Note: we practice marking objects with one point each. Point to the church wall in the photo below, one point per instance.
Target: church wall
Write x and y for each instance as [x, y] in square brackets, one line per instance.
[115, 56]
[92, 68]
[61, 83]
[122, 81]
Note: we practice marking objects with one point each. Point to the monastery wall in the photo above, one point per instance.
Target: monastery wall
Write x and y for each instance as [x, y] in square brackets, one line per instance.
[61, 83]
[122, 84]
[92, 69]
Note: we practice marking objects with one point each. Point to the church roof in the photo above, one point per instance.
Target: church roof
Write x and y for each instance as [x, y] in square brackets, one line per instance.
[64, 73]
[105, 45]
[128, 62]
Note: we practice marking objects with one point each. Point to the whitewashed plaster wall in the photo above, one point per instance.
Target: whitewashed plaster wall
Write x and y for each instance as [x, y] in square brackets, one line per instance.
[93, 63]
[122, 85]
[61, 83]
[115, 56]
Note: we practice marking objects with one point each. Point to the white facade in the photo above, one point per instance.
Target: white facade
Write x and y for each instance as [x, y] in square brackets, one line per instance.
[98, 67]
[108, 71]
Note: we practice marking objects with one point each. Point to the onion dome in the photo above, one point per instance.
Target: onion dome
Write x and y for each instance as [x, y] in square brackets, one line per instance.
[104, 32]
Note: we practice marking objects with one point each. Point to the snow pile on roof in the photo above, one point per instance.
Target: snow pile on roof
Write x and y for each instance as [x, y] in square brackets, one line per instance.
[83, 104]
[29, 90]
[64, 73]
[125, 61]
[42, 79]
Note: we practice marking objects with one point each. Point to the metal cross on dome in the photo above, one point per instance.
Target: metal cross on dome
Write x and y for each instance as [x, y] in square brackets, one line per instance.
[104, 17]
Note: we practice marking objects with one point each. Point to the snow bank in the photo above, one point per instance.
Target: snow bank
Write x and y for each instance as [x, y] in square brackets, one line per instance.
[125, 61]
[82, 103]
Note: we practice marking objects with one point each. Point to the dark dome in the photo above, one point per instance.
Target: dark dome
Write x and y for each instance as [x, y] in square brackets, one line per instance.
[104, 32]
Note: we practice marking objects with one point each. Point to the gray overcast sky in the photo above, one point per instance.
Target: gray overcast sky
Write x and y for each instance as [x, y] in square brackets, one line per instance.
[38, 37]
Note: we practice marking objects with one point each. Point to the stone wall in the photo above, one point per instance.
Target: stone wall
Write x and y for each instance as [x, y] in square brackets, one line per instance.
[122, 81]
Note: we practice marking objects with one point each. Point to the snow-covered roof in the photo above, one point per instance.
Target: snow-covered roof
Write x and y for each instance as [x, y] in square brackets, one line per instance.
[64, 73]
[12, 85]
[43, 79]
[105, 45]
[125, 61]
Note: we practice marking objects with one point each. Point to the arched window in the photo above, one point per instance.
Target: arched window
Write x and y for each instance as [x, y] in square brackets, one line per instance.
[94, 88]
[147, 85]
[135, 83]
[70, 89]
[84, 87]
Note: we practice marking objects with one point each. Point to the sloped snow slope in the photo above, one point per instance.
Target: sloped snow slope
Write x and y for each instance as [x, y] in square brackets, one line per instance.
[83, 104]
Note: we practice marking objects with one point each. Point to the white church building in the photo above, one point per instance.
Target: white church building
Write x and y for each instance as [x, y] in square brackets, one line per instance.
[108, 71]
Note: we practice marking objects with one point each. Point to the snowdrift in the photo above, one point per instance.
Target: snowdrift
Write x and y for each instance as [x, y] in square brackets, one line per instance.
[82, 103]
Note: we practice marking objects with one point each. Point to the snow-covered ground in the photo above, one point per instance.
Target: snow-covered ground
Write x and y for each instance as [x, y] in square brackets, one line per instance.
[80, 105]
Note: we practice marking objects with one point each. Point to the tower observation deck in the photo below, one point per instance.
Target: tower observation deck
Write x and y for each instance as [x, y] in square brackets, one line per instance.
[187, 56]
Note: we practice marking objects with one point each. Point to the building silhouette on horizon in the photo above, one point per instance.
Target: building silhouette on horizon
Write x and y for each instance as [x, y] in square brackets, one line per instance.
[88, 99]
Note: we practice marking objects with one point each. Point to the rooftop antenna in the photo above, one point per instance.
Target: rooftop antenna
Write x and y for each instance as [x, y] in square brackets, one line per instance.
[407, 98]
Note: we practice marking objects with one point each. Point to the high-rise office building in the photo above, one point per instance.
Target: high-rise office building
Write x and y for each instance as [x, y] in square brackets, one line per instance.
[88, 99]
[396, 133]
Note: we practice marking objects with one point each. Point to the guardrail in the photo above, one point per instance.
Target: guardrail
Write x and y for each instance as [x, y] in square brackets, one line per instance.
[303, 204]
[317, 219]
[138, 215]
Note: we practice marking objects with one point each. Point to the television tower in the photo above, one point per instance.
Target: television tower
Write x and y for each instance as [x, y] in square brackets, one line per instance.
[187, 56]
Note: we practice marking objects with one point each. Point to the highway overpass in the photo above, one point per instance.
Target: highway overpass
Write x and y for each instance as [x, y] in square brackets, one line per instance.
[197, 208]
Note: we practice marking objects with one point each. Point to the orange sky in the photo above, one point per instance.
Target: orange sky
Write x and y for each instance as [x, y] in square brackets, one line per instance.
========================================================================
■ **What the exercise asks**
Go through the entries and restate each one exactly.

■ **Answer section**
Note: we practice marking objects with one point each. Point to the church wall in the photo below, one point per instance.
Target: church wall
Write x and y for each instance as [x, y] in square brackets, one line per instance.
[115, 56]
[92, 68]
[61, 83]
[122, 81]
Note: we practice marking objects with one point each. Point to the monastery wall in the photo above, one point per instance.
Target: monastery wall
Write x and y for each instance as [x, y] in square brackets, one line per instance.
[61, 83]
[122, 84]
[92, 69]
Note: we practice marking objects with one point each. Point to the church roof in the photo above, one point per instance.
Target: church roof
Write x and y for each instance as [x, y] in square brackets, one line per instance.
[64, 73]
[105, 45]
[128, 62]
Note: we practice marking objects with one point each. Point to the whitewashed plaster wall in the photo above, one point per instance.
Target: whitewashed plaster wall
Write x and y for each instance as [x, y] in square brackets, one line per instance.
[93, 63]
[122, 85]
[61, 83]
[115, 56]
Note: we practice marking objects with one point each. Point to the white facade in the photo above, one point per instance.
Target: white facade
Write x and y for each instance as [x, y] in square brackets, one line per instance.
[98, 67]
[108, 71]
Note: we practice marking objects with one point each. Point to the onion dome in the photo above, one point per instance.
Target: onion dome
Write x and y for each instance as [x, y] in square brackets, one line per instance.
[104, 32]
Note: we practice marking objects with one point each. Point to the snow pile on roof in the photo above, one point per instance.
Target: snow pile on roof
Write x and y for each instance as [x, y] in square brackets, one line per instance.
[83, 104]
[29, 90]
[64, 73]
[125, 61]
[42, 79]
Note: we practice marking objects with one point each. Point to the metal cross on dome in the photo above, one point per instance.
Target: metal cross on dome
Write x and y for each instance as [x, y] in square brackets, one line per instance.
[104, 17]
Note: we practice marking objects with one point each. Point to the snow bank in the photo above, one point per instance.
Target: snow bank
Write x and y for each instance as [x, y] in square brackets, one line per instance.
[125, 61]
[82, 103]
Note: we practice marking objects with one point each. Point to the dark dome in the photo above, one point per instance.
Target: dark dome
Write x and y for each instance as [x, y] in square brackets, one line per instance.
[104, 32]
Note: we practice marking objects with one point each. Point to the gray overcast sky in the photo above, one point per instance.
Target: gray overcast sky
Write x and y for each instance as [x, y] in square brackets, one line per instance.
[38, 37]
Note: we practice marking objects with one point each. Point to the stone wall in the photo above, one point per instance.
Target: stone wall
Write x and y for each instance as [x, y] in square brackets, one line per instance.
[122, 81]
Note: we practice marking objects with one point each. Point to the snow-covered roof in the photo above, one point per instance.
Target: snow-covered roof
Write x and y for each instance as [x, y] in square brackets, one line per instance.
[64, 73]
[12, 85]
[43, 79]
[105, 45]
[125, 61]
Note: we practice marking objects with one point each. Point to the arched window in the photo above, one point per instance.
Target: arched window
Write x and y for each instance as [x, y] in square brackets, one line per instance.
[94, 88]
[147, 85]
[135, 83]
[70, 89]
[84, 87]
Note: we practice marking objects with one point each. Point to the sloped snow slope in the photo above, one point per instance.
Target: sloped snow slope
Write x and y for each instance as [x, y] in square brackets, one line per instance.
[83, 104]
Note: we practice marking objects with one point each. Point to the white church building in the photo above, one point per instance.
Target: white church building
Write x and y for each instance as [x, y] in square brackets, one line per instance.
[108, 71]
Note: we practice marking objects with one point each. Point to the snowdrift in the photo above, one point per instance.
Target: snowdrift
Write x and y for each instance as [x, y] in square brackets, one line per instance.
[82, 103]
Note: we practice marking objects with one point each. Point to the snow-covered ground in the photo above, one point per instance.
Target: snow-covered ground
Write x and y for each instance as [x, y] in square brackets, one line per instance.
[80, 105]
Note: we practice marking objects with one point each. Point to the tower observation deck in the photo below, one point per instance.
Target: tower observation deck
Write x and y for each instance as [x, y] in square brackets, one line per instance.
[187, 56]
Note: we practice marking objects with one point each. Point to the building silhouette on horizon in the photo above, one point per instance.
Target: building silhouette on horizon
Write x and y for each instance as [x, y] in square brackets, one line per instance.
[88, 99]
Note: we practice marking objects with one point each. Point to the rooftop antenna in the photo above, one point per instance.
Target: rooftop antenna
Write x and y for each instance as [x, y] in square brackets, one line per instance.
[407, 98]
Note: we practice marking objects with one point each. Point to the high-rise office building in the photo above, one point per instance.
Target: high-rise office building
Write x and y for each instance as [x, y] in square brackets, one line per instance.
[88, 99]
[396, 133]
Note: we practice marking objects with one point each. Point to the guardrail in the photo above, one point per instance.
Target: guardrail
Write x and y for each instance as [x, y] in square brackets, one line per instance.
[303, 204]
[317, 219]
[138, 215]
Note: we practice marking objects with one point each. Point to the television tower in the photo above, one point per instance.
Target: television tower
Write x and y for each instance as [x, y] in square brackets, one line per instance.
[187, 56]
Note: we practice marking objects with one point each. Point to the highway overpass in the photo above, one point per instance.
Target: highway overpass
Write x and y for each instance as [x, y] in square brackets, one line per instance.
[197, 208]
Note: we practice marking objects with one point each. Point to the orange sky in the photo above, one point per instance.
Target: orange sky
Write x and y for each instance as [x, y] in square brackets, one line per instance.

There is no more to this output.